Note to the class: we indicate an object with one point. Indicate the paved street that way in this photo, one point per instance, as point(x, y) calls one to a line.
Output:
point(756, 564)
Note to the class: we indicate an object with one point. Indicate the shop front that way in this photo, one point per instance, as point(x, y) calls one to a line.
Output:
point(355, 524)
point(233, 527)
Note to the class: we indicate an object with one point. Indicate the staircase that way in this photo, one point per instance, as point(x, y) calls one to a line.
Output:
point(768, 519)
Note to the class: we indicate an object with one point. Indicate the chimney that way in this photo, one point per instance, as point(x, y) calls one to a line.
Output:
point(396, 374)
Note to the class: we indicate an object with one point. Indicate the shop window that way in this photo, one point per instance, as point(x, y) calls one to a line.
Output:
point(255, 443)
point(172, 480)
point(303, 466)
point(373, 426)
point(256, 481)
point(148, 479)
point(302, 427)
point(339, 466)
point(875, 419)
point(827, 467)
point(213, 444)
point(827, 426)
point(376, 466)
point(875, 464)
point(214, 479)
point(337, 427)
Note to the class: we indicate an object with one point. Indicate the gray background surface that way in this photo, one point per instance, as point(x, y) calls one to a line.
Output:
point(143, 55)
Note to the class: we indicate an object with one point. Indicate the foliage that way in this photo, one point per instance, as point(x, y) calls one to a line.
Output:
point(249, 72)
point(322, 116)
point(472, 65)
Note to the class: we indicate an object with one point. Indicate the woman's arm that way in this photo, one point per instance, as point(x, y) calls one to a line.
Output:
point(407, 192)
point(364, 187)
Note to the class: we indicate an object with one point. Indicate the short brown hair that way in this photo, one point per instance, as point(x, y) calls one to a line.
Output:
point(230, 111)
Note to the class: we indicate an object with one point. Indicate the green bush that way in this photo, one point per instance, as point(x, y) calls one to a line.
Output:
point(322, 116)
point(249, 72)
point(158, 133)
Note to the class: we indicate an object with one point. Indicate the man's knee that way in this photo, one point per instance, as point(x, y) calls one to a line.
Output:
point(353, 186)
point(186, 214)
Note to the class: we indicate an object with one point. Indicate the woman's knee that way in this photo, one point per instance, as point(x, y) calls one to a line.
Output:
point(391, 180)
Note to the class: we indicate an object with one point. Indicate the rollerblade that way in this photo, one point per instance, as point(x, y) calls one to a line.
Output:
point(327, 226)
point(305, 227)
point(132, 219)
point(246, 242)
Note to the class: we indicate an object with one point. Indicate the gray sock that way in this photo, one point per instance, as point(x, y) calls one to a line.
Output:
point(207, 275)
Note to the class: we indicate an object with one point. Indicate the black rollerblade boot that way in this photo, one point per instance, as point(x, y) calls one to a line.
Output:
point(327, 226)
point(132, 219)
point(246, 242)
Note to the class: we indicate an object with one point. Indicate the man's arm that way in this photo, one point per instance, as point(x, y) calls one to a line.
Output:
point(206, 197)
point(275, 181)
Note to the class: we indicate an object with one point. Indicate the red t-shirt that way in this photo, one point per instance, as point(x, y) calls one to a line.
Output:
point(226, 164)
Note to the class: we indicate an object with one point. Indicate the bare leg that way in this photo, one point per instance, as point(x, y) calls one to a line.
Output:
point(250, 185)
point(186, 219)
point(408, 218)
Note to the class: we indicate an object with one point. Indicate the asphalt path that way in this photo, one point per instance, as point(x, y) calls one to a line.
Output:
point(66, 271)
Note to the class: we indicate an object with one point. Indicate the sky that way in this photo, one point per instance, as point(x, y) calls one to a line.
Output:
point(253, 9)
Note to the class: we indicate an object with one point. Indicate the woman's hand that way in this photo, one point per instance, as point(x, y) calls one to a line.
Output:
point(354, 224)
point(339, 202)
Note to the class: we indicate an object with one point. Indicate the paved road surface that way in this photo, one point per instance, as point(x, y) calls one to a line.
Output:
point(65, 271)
• • • • • • •
> **EXERCISE AIM**
Can you set out all of the lines above as a JSON list of strings, one string per line, with any blank lines left out?

> **SOLUTION FOR THIS EXERCISE**
[
  "Note to the class: we indicate an object with one point. Indicate the paved street that way in this photo, one point per instance, as point(x, y) calls one to a line.",
  "Output:",
  "point(756, 564)",
  "Note to the class: we indicate an object with one point. Indicate the shop front that way in this photo, one point per instance, as point(x, y) calls one to a line.",
  "Output:",
  "point(355, 524)",
  "point(233, 527)",
  "Note to the class: we indicate an object with one point. Indicate the staircase that way in this photo, one point per instance, as point(x, y) calls one to a line.",
  "Output:",
  "point(768, 519)",
  "Note to the class: we indicate an object with one point. Indicate the chimney that way in this photo, one point per instance, as point(x, y) calls one to a line.",
  "Output:",
  "point(396, 374)",
  "Note to the class: we indicate an object with one point. Indicate the shop window that way in this photo, one point per instance, as point(x, y) calls one to a line.",
  "Output:",
  "point(255, 443)",
  "point(172, 480)",
  "point(303, 466)",
  "point(373, 426)",
  "point(256, 481)",
  "point(148, 479)",
  "point(302, 427)",
  "point(339, 466)",
  "point(875, 419)",
  "point(827, 467)",
  "point(213, 444)",
  "point(827, 426)",
  "point(376, 466)",
  "point(875, 464)",
  "point(214, 479)",
  "point(337, 427)",
  "Note to the class: we indicate an object with one point. Indicate the gray background surface that way in this photo, one point per instance, as point(x, y) calls one to a line.",
  "Output:",
  "point(143, 55)",
  "Note to the class: we indicate an object with one point. Indicate the foliage that way in this photo, one point per instance, as point(x, y) calls one to a line.",
  "Output:",
  "point(249, 72)",
  "point(322, 116)",
  "point(472, 65)",
  "Note to the class: we indicate an object with one point. Indicate the woman's arm that way in this photo, one point per instance, as point(x, y) calls one to a line.",
  "Output:",
  "point(407, 192)",
  "point(364, 187)",
  "Note to the class: we indicate an object with one point. Indicate the short brown hair that way in this photo, one point per instance, as point(x, y) calls one to a line.",
  "Output:",
  "point(230, 111)",
  "Note to the class: we indicate an object with one point. Indicate the green bush that way in this photo, one point per instance, as point(x, y) calls one to a line.",
  "Output:",
  "point(322, 116)",
  "point(249, 72)",
  "point(158, 133)",
  "Note to the class: we indicate an object with one point. Indicate the man's knee that way in this photo, one point per instance, as point(x, y) calls one to a line.",
  "Output:",
  "point(353, 186)",
  "point(186, 214)",
  "Note to the class: we indicate an object with one point. Indicate the woman's knee that way in this photo, one point per instance, as point(x, y) calls one to a line.",
  "Output:",
  "point(391, 180)",
  "Note to the class: we indicate an object with one point. Indicate the rollerblade that way in this photo, one point per instance, as point(x, y) calls one to a line.",
  "Output:",
  "point(327, 226)",
  "point(305, 227)",
  "point(132, 219)",
  "point(246, 242)",
  "Note to the class: we indicate an object with one point. Indicate the gray sock that way in this photo, one point per instance, as point(x, y) calls one to a line.",
  "Output:",
  "point(207, 275)",
  "Note to the class: we indicate an object with one point. Indicate the black rollerblade boot that way in this photo, one point per instance, as point(x, y) calls one to a line.",
  "Output:",
  "point(327, 226)",
  "point(132, 219)",
  "point(246, 242)",
  "Note to the class: we indicate an object with one point. Indicate the man's arm that way in this photo, one point per instance, as point(x, y) calls one to a line.",
  "Output:",
  "point(206, 197)",
  "point(275, 181)",
  "Note to the class: we indicate an object with one point. Indicate the red t-shirt that way in this photo, one point per instance, as point(x, y) calls one to a line.",
  "Output:",
  "point(226, 164)",
  "Note to the class: we indicate an object with one point. Indicate the bare leg that way in this photo, one point per instance, as point(x, y) calls one to a line.",
  "Output:",
  "point(250, 185)",
  "point(186, 219)",
  "point(408, 218)",
  "Note to the class: we indicate an object with one point. Indicate the asphalt path that way in this photo, one point per instance, as point(x, y) calls one to a line.",
  "Output:",
  "point(66, 271)",
  "Note to the class: we indicate an object with one point. Indicate the sky that way in this photo, one point per instance, as point(x, y) calls one to a line.",
  "Output:",
  "point(253, 9)",
  "Note to the class: we indicate an object with one point. Indicate the woman's hand that way in this photo, one point per instance, as point(x, y) calls one to a line.",
  "Output:",
  "point(354, 224)",
  "point(339, 202)",
  "Note to the class: we indicate an object with one point. Indicate the paved road surface that way in this photo, one point per instance, as point(x, y) calls one to a line.",
  "Output:",
  "point(65, 271)"
]